--- START ---

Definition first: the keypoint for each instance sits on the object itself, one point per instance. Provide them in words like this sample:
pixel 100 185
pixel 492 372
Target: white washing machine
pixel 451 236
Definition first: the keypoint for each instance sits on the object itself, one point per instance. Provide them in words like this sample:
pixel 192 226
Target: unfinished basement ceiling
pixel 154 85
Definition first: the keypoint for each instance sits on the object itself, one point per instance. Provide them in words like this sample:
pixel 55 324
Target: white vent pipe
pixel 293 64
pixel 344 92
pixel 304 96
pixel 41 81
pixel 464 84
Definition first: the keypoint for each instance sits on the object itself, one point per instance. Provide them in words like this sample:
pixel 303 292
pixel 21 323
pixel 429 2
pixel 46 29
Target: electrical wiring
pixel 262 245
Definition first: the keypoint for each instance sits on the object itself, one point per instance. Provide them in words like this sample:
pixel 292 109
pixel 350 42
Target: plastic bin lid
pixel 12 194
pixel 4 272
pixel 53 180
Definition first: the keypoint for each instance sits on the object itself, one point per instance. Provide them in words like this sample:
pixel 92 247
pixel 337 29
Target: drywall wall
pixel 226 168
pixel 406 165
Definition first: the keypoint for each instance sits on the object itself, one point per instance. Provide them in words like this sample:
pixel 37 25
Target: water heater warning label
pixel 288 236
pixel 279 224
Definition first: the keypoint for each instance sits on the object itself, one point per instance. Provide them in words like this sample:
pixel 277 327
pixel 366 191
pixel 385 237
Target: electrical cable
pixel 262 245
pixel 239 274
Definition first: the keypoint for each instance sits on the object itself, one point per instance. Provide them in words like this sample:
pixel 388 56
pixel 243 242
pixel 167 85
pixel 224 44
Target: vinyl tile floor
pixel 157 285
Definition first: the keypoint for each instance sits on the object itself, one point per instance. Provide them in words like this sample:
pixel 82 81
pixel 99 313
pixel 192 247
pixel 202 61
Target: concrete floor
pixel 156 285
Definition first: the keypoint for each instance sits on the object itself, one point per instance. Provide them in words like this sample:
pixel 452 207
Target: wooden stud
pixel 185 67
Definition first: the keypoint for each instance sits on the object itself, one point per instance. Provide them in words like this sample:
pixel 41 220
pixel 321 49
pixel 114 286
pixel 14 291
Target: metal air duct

--- END ---

WHAT TO WORK ON |
Your reply should contain every record, unchanged and complete.

ANSWER SPACE |
Definition first: the keypoint for each instance sits on the object itself, one point per instance. Provide them in words like this sample:
pixel 100 185
pixel 492 372
Target: white washing machine
pixel 451 236
Definition first: the keypoint for each instance sits on the object itself, one point per instance. Provide them in words like this sample:
pixel 192 226
Target: unfinished basement ceiling
pixel 154 85
Definition first: the keypoint for each instance sits on the object itself, one point per instance. Provide them in words like this sample:
pixel 55 324
Target: white vent pipe
pixel 293 64
pixel 344 92
pixel 304 96
pixel 41 81
pixel 464 84
Definition first: the keypoint for each instance sits on the object itself, one point per instance. Provide them in words like this sample:
pixel 303 292
pixel 21 323
pixel 429 2
pixel 46 29
Target: electrical wiring
pixel 262 245
Definition first: the keypoint for each instance sits on the object itself, one point per instance. Provide them in words like this sample:
pixel 292 109
pixel 350 42
Target: plastic bin lid
pixel 12 194
pixel 4 272
pixel 53 180
Definition first: the keypoint for each instance sits on the object itself, one point per instance. Provide them in words like this sample:
pixel 92 247
pixel 337 29
Target: drywall wall
pixel 226 168
pixel 406 165
Definition first: the keypoint for each instance sits on the object itself, one point per instance. Provide them in words like this sample:
pixel 37 25
Target: water heater warning label
pixel 288 236
pixel 279 224
Definition first: the keypoint for each instance sits on the object itself, one point per instance. Provide them in words like this sample:
pixel 277 327
pixel 366 191
pixel 385 237
Target: electrical cable
pixel 262 245
pixel 239 274
Definition first: the keypoint for each instance sits on the object itself, one point per instance. Provide them in words like this sample:
pixel 388 56
pixel 243 242
pixel 167 85
pixel 224 44
Target: vinyl tile floor
pixel 157 285
Definition first: the keypoint for each instance sits on the object itself, one point per instance. Provide them in words like this sample:
pixel 82 81
pixel 99 313
pixel 192 247
pixel 202 61
Target: concrete floor
pixel 156 285
Definition first: the keypoint for each instance sits on the object itself, one point per instance. Provide them in words like this sample:
pixel 452 207
Target: wooden stud
pixel 185 67
Definition first: the keypoint for each instance sits on the object itself, one point per instance. Provide them in words like this sample:
pixel 41 220
pixel 321 49
pixel 114 286
pixel 14 291
Target: metal air duct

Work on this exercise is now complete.